> [Passage]:
Questions Regarding Sampler Performance

Jammy2211 commented 1 year ago

I have been applying Nautilus to strong lens modeling (https://github.com/Jammy2211/PyAutoLens), a problem which I have previously found that dynesty (using random walk sampler) can give very good performance in terms of efficiency.

My first trial runs with Nautilus were promising -- it could converge on the same solution as dynesty with ~x2.5 fewer samples (I suspect x3.0 or better will be possible with tuned nautilus settings and more complex models than my test cases).

However, I have struggled to make Nautilus's wallclock time go below than of dynesty's, even when the number of iterations are reduced.

> [Direction 1]:
Decide whether each statement agrees with the sampler performance thread, answering yes or no and quoting the deciding words: (a) In the first trial runs, Nautilus reached the same solution as dynesty with roughly 2.5 times fewer samples. (b) The commenter had found dynesty effective for strong lens modeling when using a random walk sampler. (c) Reducing the number of iterations brought Nautilus's wallclock time below that of dynesty.

Named-object pointing entries
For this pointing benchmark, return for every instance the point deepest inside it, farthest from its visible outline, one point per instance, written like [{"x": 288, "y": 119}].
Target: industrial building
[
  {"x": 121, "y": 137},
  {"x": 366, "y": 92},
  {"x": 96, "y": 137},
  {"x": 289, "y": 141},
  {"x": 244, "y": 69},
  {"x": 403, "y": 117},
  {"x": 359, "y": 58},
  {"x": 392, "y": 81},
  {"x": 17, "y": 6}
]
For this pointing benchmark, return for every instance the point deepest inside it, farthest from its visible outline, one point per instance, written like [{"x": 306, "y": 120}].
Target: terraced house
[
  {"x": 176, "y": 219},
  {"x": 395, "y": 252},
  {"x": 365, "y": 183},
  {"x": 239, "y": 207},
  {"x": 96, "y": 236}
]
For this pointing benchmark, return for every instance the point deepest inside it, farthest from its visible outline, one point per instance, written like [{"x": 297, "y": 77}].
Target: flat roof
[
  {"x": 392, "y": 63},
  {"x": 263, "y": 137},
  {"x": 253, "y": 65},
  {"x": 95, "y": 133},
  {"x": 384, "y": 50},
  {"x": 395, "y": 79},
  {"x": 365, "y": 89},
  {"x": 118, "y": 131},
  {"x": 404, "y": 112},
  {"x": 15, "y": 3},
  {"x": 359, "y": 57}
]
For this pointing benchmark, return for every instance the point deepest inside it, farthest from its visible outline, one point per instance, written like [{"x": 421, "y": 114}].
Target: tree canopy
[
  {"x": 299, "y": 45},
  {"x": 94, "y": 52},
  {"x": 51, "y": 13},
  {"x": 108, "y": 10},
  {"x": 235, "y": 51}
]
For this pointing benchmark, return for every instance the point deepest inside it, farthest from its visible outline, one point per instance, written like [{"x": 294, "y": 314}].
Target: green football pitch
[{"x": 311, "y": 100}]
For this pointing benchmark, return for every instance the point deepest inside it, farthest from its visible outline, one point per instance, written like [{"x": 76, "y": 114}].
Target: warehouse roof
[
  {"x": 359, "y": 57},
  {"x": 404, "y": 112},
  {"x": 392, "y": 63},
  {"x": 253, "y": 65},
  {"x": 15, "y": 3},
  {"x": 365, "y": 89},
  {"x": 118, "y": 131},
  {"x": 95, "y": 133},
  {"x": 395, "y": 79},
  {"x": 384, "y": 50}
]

> [Direction 2]:
Collect every line of the records that contains the word "benchmark".

> [Reply 1]:
(a) Yes: "it could converge on the same solution as dynesty with ~x2.5 fewer samples"
(b) Yes: "dynesty (using random walk sampler) can give very good performance in terms of efficiency"
(c) No: "I have struggled to make Nautilus's wallclock time go below than of dynesty's, even when the number of iterations are reduced"

> [Reply 2]:
For this pointing benchmark, return for every instance the point deepest inside it, farthest from its visible outline, one point per instance, written like [{"x": 288, "y": 119}].
For this pointing benchmark, return for every instance the point deepest inside it, farthest from its visible outline, one point per instance, written like [{"x": 306, "y": 120}].
For this pointing benchmark, return for every instance the point deepest inside it, farthest from its visible outline, one point per instance, written like [{"x": 297, "y": 77}].
For this pointing benchmark, return for every instance the point deepest inside it, farthest from its visible outline, one point per instance, written like [{"x": 421, "y": 114}].
For this pointing benchmark, return for every instance the point deepest inside it, farthest from its visible outline, one point per instance, written like [{"x": 294, "y": 314}].
For this pointing benchmark, return for every instance the point deepest inside it, farthest from its visible outline, one point per instance, written like [{"x": 76, "y": 114}].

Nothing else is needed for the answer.